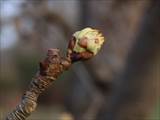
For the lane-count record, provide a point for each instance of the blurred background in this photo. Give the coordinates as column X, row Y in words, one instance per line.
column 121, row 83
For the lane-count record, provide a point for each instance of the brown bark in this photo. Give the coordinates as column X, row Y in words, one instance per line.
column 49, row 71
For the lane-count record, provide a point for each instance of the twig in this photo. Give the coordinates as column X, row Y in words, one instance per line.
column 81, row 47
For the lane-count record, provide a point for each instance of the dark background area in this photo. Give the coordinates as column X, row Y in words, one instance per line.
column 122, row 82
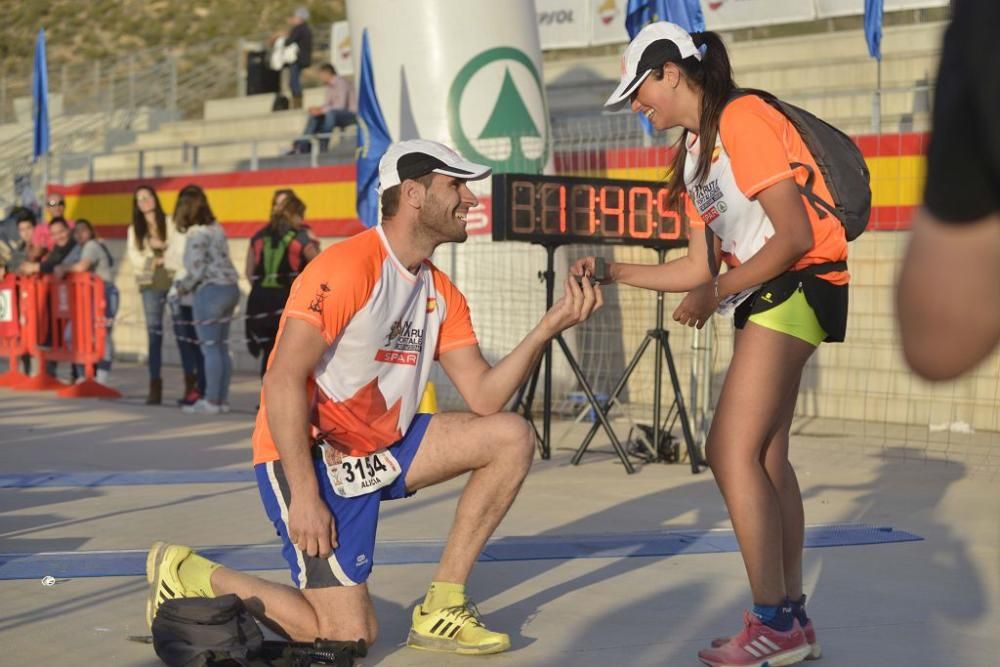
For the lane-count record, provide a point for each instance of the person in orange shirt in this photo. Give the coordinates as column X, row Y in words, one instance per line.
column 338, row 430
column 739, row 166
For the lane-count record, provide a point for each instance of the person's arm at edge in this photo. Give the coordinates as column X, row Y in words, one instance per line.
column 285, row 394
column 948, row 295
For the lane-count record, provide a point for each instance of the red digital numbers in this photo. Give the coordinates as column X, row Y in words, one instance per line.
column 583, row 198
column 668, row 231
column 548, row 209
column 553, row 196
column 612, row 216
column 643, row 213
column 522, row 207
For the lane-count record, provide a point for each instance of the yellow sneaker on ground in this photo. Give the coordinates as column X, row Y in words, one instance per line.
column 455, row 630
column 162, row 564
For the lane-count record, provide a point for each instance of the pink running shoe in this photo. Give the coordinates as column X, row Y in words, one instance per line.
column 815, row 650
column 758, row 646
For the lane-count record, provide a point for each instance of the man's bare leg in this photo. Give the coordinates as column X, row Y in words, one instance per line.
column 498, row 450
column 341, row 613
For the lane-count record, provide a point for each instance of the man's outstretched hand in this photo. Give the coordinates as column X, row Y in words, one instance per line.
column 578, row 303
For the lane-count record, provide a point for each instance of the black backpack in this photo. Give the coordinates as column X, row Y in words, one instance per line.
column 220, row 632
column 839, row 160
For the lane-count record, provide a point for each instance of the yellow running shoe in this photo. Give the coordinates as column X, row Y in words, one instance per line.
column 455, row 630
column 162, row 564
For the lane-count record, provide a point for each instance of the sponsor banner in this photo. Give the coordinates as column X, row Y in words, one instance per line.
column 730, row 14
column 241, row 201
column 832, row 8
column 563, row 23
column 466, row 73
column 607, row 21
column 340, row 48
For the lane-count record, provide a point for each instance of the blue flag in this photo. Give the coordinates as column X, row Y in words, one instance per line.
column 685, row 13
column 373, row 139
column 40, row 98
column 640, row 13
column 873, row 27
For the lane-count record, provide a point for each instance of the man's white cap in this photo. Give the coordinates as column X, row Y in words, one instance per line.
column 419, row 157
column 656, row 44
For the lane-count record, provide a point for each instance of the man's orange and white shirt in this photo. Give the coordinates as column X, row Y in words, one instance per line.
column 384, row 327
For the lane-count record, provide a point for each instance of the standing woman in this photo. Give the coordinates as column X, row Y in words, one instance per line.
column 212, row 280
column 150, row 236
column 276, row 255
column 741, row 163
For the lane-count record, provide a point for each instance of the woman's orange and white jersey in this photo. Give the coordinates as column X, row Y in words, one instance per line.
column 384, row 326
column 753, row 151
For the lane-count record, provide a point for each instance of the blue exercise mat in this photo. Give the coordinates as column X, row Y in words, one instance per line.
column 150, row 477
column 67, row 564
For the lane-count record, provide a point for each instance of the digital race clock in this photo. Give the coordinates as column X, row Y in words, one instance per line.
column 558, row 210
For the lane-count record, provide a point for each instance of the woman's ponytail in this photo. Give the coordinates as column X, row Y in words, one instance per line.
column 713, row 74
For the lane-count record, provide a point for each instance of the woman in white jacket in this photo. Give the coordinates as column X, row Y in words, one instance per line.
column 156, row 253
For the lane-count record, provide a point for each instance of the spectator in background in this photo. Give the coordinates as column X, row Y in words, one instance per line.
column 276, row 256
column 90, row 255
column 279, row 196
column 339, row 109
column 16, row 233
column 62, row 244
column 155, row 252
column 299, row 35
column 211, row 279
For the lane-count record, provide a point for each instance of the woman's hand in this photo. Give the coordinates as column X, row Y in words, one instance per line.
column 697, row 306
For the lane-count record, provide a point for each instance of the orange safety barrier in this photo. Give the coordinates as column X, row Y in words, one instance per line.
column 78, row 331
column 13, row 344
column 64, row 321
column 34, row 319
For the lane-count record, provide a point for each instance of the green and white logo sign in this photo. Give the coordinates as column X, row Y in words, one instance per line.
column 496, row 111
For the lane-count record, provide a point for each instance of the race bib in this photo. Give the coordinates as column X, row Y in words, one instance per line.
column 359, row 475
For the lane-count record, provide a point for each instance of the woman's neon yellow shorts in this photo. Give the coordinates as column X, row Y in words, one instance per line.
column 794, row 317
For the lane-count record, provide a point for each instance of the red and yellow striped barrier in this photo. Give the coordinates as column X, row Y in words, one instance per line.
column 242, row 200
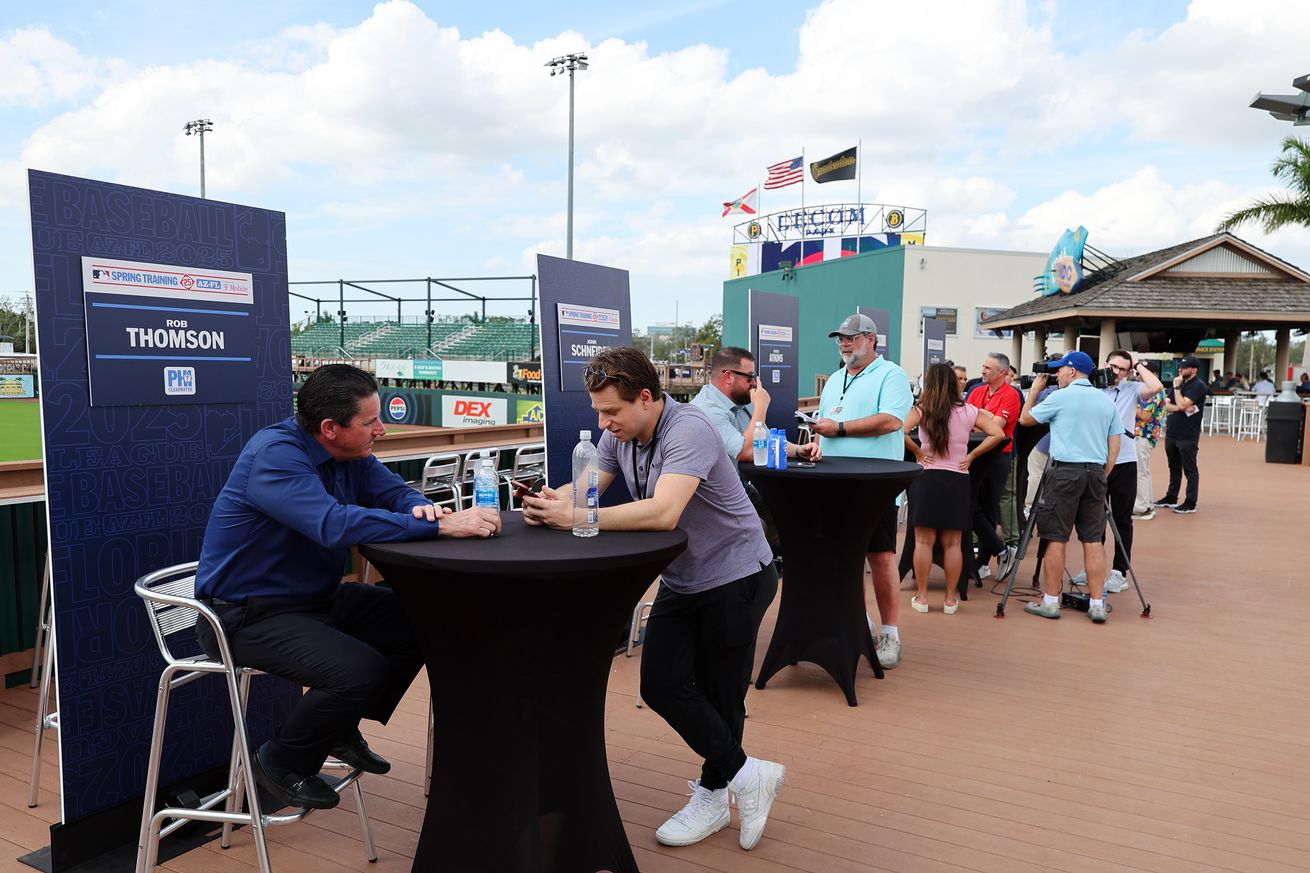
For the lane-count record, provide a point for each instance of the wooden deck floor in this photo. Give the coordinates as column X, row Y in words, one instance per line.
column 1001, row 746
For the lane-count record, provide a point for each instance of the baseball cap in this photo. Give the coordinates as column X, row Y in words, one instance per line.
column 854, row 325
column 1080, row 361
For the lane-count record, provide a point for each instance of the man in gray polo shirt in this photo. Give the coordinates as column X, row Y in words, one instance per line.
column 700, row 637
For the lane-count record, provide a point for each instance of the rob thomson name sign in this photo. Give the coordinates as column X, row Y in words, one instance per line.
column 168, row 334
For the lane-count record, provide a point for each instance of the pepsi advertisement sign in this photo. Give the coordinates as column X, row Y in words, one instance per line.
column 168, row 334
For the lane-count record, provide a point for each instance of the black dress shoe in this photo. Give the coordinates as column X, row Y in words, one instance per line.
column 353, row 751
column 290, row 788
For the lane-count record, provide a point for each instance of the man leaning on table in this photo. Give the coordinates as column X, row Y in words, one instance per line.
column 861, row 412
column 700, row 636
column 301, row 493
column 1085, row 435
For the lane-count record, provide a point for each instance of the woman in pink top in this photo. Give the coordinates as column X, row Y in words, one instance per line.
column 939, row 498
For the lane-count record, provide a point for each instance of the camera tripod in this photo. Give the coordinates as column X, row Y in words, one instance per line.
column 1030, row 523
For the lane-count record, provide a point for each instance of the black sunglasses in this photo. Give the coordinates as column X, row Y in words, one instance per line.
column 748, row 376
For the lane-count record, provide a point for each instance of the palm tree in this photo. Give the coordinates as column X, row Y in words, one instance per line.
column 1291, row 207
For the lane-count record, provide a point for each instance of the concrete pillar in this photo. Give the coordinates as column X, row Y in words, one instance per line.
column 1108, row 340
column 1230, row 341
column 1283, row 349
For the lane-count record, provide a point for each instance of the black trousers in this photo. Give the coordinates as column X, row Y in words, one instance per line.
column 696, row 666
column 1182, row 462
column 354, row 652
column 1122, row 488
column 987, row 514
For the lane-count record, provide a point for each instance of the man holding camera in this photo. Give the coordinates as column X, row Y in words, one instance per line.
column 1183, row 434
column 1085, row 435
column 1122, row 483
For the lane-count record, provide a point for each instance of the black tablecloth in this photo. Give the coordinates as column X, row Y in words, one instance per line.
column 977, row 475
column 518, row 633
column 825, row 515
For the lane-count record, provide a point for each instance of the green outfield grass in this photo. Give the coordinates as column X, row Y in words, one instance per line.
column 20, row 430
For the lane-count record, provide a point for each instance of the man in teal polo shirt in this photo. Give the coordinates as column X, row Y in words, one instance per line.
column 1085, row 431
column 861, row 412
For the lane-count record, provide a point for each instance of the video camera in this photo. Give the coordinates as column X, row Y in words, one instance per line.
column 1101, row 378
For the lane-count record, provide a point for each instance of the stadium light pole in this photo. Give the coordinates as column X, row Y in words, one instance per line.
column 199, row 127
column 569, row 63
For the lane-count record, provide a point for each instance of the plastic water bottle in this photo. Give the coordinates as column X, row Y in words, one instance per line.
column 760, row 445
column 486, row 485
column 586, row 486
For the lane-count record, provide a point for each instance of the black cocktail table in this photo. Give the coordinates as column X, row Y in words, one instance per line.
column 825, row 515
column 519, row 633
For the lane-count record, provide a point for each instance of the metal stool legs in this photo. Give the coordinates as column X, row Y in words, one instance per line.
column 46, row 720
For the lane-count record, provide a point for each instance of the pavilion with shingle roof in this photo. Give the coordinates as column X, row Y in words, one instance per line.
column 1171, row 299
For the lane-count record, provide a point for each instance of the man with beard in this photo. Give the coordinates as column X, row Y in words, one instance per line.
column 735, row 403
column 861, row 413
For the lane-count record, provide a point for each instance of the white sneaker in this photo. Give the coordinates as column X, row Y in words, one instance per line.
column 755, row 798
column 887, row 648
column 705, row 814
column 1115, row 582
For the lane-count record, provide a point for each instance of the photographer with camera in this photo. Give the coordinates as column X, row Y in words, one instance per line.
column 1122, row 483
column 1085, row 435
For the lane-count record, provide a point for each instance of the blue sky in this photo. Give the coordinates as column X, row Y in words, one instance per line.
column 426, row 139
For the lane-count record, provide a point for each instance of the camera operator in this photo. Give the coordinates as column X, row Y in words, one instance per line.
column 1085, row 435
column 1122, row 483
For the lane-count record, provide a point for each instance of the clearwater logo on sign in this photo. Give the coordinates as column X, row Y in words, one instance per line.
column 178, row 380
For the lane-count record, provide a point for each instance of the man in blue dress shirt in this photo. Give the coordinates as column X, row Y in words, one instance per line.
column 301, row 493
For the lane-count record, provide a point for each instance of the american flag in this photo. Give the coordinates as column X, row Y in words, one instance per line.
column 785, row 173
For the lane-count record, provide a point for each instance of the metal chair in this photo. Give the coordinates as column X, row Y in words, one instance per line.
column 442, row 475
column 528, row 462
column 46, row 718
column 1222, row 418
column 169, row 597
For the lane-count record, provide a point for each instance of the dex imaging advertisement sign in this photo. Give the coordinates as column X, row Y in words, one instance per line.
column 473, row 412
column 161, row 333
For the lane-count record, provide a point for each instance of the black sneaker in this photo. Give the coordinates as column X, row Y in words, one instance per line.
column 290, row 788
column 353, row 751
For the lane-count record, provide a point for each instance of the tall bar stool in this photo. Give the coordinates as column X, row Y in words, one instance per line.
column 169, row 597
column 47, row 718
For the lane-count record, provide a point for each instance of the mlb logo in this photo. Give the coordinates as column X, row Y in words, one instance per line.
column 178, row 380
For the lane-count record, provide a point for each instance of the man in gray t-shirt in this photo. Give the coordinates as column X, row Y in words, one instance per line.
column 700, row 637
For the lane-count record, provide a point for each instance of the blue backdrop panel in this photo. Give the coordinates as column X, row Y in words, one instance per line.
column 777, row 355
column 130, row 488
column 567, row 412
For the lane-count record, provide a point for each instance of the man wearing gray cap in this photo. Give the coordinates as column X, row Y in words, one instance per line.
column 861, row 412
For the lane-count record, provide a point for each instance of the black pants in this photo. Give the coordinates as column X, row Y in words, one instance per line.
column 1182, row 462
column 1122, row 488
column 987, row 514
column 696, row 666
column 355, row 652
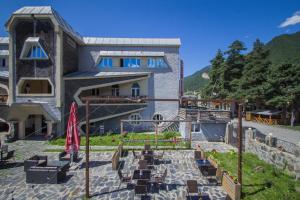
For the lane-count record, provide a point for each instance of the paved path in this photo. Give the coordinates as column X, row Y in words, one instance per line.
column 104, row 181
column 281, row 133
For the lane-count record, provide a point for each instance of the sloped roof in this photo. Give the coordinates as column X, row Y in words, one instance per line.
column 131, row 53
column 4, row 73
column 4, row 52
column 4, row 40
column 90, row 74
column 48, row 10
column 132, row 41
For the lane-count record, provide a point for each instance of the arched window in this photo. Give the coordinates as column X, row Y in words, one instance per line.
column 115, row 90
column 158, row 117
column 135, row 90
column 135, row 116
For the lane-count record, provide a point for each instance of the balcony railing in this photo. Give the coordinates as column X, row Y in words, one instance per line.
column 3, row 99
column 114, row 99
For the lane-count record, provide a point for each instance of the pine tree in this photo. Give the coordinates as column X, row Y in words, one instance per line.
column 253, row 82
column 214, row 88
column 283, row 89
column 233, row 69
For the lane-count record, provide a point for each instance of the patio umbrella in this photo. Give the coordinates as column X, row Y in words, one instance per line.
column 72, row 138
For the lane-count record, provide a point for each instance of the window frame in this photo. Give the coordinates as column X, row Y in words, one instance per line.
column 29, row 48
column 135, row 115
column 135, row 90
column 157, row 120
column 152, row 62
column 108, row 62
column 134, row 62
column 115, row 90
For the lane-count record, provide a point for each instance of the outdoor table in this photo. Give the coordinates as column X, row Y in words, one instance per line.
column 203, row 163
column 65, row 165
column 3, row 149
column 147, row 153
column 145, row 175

◆ ◆ ◆ ◆ ◆

(WRITTEN INSTRUCTION)
Look above for the line that holds "of the window", then copy it and each line after it exactly, through the last line of the data.

(OUTPUT OF THE EXERCISE)
For the lane-count record, provide a point for each instance of the window frame in this photo. Give the coordinates as column X, row Y in words, one instance per line.
column 29, row 48
column 135, row 115
column 135, row 90
column 157, row 120
column 152, row 62
column 108, row 62
column 134, row 62
column 115, row 90
For the lane-count record, provide a point for each instance of the outdoor table in this photo. Give the coordinates as column X, row Y in words, one instance per line.
column 203, row 163
column 65, row 165
column 3, row 149
column 147, row 153
column 145, row 175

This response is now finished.